## Work item
Give back the data exactly, with no images.

======== Material to process ========

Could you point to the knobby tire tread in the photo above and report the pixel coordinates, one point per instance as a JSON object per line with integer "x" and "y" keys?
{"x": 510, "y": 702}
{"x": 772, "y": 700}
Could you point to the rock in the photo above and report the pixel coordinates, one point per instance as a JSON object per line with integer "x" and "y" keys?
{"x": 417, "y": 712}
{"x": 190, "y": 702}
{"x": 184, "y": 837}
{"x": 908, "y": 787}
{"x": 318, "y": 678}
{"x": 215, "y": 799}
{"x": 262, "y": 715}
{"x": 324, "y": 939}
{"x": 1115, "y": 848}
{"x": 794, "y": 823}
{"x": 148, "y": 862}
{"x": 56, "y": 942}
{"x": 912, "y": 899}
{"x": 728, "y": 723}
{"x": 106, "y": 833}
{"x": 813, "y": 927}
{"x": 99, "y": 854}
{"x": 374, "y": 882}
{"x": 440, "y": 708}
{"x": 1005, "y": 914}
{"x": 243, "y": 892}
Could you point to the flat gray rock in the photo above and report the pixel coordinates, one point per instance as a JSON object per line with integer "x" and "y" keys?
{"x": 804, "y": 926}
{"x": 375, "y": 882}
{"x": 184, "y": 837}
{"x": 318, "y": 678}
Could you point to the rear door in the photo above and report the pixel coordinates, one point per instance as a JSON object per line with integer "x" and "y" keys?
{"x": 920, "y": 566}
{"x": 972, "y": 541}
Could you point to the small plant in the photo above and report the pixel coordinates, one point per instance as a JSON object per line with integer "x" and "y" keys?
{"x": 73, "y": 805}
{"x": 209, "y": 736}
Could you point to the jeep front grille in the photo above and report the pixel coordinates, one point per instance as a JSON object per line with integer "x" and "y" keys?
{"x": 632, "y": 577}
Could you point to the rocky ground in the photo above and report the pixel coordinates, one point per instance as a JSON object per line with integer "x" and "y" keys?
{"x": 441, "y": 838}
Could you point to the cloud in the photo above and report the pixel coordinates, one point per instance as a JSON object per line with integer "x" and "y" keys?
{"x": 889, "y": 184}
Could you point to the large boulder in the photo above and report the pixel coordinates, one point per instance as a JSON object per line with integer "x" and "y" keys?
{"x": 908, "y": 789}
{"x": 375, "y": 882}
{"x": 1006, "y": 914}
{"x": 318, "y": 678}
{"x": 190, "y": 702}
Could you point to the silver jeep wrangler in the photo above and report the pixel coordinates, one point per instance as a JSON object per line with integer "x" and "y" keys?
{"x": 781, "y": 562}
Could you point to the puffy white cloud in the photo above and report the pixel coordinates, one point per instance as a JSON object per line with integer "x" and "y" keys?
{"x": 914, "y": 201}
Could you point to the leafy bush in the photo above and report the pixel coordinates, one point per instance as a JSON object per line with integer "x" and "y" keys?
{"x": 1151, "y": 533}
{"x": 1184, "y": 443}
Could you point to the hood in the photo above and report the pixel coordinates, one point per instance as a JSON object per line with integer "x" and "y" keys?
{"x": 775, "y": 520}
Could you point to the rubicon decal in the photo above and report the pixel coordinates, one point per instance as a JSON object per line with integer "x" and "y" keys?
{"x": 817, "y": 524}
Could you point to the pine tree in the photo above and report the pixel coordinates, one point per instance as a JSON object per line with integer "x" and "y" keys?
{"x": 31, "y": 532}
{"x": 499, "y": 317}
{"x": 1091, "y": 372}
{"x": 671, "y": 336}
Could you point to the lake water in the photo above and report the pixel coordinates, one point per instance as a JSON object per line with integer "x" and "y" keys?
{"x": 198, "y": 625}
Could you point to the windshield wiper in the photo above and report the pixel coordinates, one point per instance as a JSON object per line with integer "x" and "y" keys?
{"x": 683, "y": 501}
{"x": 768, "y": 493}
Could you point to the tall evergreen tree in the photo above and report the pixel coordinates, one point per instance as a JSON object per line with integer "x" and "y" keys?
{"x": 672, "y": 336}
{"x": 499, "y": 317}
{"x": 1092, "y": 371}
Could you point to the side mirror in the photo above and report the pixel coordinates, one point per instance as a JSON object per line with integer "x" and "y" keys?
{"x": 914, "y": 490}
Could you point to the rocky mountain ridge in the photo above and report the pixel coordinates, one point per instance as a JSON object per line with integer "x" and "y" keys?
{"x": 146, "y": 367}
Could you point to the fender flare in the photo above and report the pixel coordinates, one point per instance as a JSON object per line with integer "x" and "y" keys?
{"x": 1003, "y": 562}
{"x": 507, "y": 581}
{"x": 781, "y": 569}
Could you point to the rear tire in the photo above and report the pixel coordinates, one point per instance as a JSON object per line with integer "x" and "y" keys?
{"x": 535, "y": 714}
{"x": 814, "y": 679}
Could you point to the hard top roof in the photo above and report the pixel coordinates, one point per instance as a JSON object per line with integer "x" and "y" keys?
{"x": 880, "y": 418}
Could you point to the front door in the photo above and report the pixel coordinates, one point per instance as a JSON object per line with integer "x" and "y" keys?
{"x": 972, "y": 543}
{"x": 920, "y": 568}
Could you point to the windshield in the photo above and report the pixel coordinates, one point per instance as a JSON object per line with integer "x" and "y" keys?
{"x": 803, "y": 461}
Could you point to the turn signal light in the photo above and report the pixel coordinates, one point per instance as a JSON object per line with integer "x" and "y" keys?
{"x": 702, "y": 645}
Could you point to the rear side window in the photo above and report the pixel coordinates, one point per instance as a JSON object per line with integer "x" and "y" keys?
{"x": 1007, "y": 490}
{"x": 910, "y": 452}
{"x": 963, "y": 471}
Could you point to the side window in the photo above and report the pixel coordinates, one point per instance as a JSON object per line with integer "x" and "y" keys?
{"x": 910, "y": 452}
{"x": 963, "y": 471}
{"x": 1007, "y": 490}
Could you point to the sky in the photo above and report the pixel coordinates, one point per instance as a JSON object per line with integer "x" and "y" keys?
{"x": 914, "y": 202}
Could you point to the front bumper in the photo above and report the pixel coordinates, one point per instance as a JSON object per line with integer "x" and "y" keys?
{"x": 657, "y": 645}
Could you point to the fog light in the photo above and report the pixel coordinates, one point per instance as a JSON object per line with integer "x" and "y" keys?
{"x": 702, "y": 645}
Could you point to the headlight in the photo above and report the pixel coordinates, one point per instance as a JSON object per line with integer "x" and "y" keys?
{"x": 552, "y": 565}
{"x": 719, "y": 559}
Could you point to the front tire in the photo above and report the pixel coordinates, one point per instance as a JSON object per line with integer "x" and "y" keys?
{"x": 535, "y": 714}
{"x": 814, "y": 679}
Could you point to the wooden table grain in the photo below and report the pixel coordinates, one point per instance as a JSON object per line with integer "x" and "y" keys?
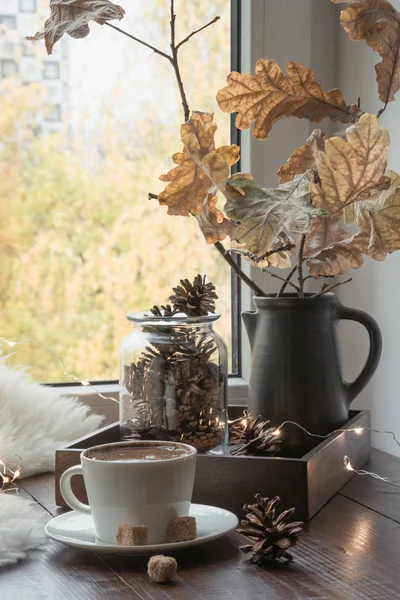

========

## Answer
Could you point to the knobby tire tread in the photo above and report the pixel coordinates, one point per instance as a JSON object per line with integer "x" and "y" keys?
{"x": 510, "y": 702}
{"x": 772, "y": 700}
Could you point to the rock in the photo above and report the pixel coordinates, one point per instance as a JSON object per line with integer "x" and "y" keys?
{"x": 417, "y": 712}
{"x": 190, "y": 702}
{"x": 184, "y": 837}
{"x": 908, "y": 787}
{"x": 318, "y": 678}
{"x": 215, "y": 799}
{"x": 262, "y": 715}
{"x": 324, "y": 939}
{"x": 1115, "y": 848}
{"x": 794, "y": 823}
{"x": 148, "y": 862}
{"x": 56, "y": 942}
{"x": 912, "y": 899}
{"x": 728, "y": 723}
{"x": 106, "y": 833}
{"x": 813, "y": 927}
{"x": 99, "y": 854}
{"x": 374, "y": 882}
{"x": 440, "y": 708}
{"x": 1005, "y": 914}
{"x": 243, "y": 892}
Could you point to the flat gray rock in the photo above and report the pixel coordinates, one point per instance as a JSON object per line with integer "x" and "y" keys?
{"x": 804, "y": 926}
{"x": 375, "y": 882}
{"x": 184, "y": 837}
{"x": 318, "y": 678}
Could you point to the rear door in the photo above and report the pixel coordinates, one point per instance as a JSON object per line with integer "x" and "y" keys?
{"x": 920, "y": 566}
{"x": 972, "y": 541}
Could you point to the small plant in the photo above and report the pixel coordinates, one point per instance as a JSON object per line with integer "x" and "y" keys?
{"x": 73, "y": 805}
{"x": 209, "y": 736}
Could you point to the jeep front grille in the photo above and report the pixel coordinates, one point per instance as a JSON object per line with integer "x" and "y" keys?
{"x": 632, "y": 577}
Could you point to the rocky ground in the photo above and report the pixel coordinates, one point per instance as a JSON object per line with integer "x" and "y" keys?
{"x": 441, "y": 838}
Could you point to the cloud in the photo above and report the pixel coordinates, one point per instance as a JSON object per line with integer "x" and "y" keys?
{"x": 889, "y": 184}
Could you point to the large boulder in the photo above and report the pixel coordinates, one point per instance as a JSON object per line with integer "x" and "y" keys?
{"x": 908, "y": 789}
{"x": 375, "y": 882}
{"x": 1006, "y": 914}
{"x": 318, "y": 678}
{"x": 190, "y": 702}
Could you point to the silver jeep wrangler in the photo above and report the pixel coordinates, one point per instance as a JSON object per line with integer "x" and "y" keys?
{"x": 781, "y": 562}
Could you point to the puffy white cloud in the photo above and report the pixel coordinates, one point per instance as a JSON object per line with integer "x" and "y" keys?
{"x": 914, "y": 201}
Could you point to the leafy bush in the photo above and report the pixel coordinates, one point per instance as a JSON object per line with integer "x" and "y" keys?
{"x": 1151, "y": 533}
{"x": 1184, "y": 443}
Could you point to the hood in the photo above and report the pixel coordinates, one point per instance as a JSON object per line with integer "x" and "y" keys?
{"x": 775, "y": 520}
Could you point to the rubicon decal in the photo above and report the pixel coordinates, one point per instance as a JSON object per line with integer "x" and "y" keys?
{"x": 817, "y": 524}
Could you point to the pine tree in the photo above and report the pixel coordinates, one point per instance as a JSON object per line with integer "x" and "y" keys?
{"x": 31, "y": 532}
{"x": 499, "y": 317}
{"x": 1091, "y": 372}
{"x": 671, "y": 336}
Could you point to the lake water in the photo above and report the pixel coordinates, one point per instance as a JSON object per line with integer "x" and "y" keys?
{"x": 198, "y": 625}
Could you point to the windshield wiper in the photo above and report the pixel coordinates, one point per instance as a JSON object per line with integer "x" and "y" keys?
{"x": 683, "y": 501}
{"x": 768, "y": 493}
Could you point to the tall evergreen tree in the photo above and report the pixel coordinates, one point per instance as a JSON object per line with integer "x" and "y" keys?
{"x": 672, "y": 336}
{"x": 499, "y": 317}
{"x": 1092, "y": 371}
Could you point to the side mirror in the photo above and report the pixel coordinates, one point per instance as a JSON object per line with integer "x" and "y" keys?
{"x": 914, "y": 490}
Could you point to the rocky mountain ridge in the photo above and report the pixel coordinates, one point per instance as a JSON object per line with integer "x" and "y" keys?
{"x": 146, "y": 367}
Could you point to the fender flare in the photo above and report the pixel coordinates, one point per instance as a JSON object per line with integer "x" and "y" keys?
{"x": 1003, "y": 562}
{"x": 507, "y": 581}
{"x": 781, "y": 569}
Could you point to the rear tire in the photo above and report the pixel coordinates, one point per instance as a JSON object per line with integer "x" and "y" keys?
{"x": 535, "y": 714}
{"x": 814, "y": 679}
Could you point to the hard top roof in the photo above and report the pixel coordinates, one point per instance as a JSON object per line with integer "x" and "y" keys?
{"x": 880, "y": 418}
Could you point to the front door in the photo above and report the pixel coordinates, one point per instance as a JSON object per line with integer "x" and "y" keys?
{"x": 972, "y": 543}
{"x": 920, "y": 568}
Could you point to the windshield in the photo above and report the pixel coordinates, one point per instance as a JSON object per line with integer "x" and "y" keys?
{"x": 803, "y": 461}
Could you point to the turn signal light in the photo above and report the pixel coordinates, one point per instance as a JSON object per line with integer "x" and "y" keys?
{"x": 702, "y": 645}
Could you point to the rear side window in the photo above and report the pixel coordinates, one point per instance as a JSON object per line with integer "x" and "y" keys?
{"x": 1007, "y": 490}
{"x": 910, "y": 452}
{"x": 963, "y": 471}
Could you point to the side window in the photo above and report the pixel coordinates, one point per instance as a JSON object per line with integer "x" and "y" keys?
{"x": 910, "y": 452}
{"x": 963, "y": 471}
{"x": 1007, "y": 490}
Could you point to the sky in the photo above and report the pixel coordinates, one point per instance as a JSON object per line with integer "x" and "y" keys?
{"x": 914, "y": 202}
Could you point to the front bumper in the photo above and report the pixel coordinates, one point per instance as a JSON object per line with integer "x" and "y" keys?
{"x": 657, "y": 645}
Could you point to the fog light in the photo above and report the pixel coordinates, one point per instance as a JSON object per line with integer "x" and "y" keys?
{"x": 702, "y": 645}
Could you point to the headlight in the photo above and report the pixel coordinates, one point per instance as a JSON object per line with integer "x" and "y" keys?
{"x": 552, "y": 565}
{"x": 719, "y": 559}
Could you point to the front tire in the photo above and report the pixel coordinates, one point per instance as a JSON object per line with integer "x" and "y" keys?
{"x": 535, "y": 714}
{"x": 814, "y": 679}
Could you point to the wooden table grain in the photo below and report the pixel coordinates, one point per instance as a JSON object per line with integer "x" and "y" keys?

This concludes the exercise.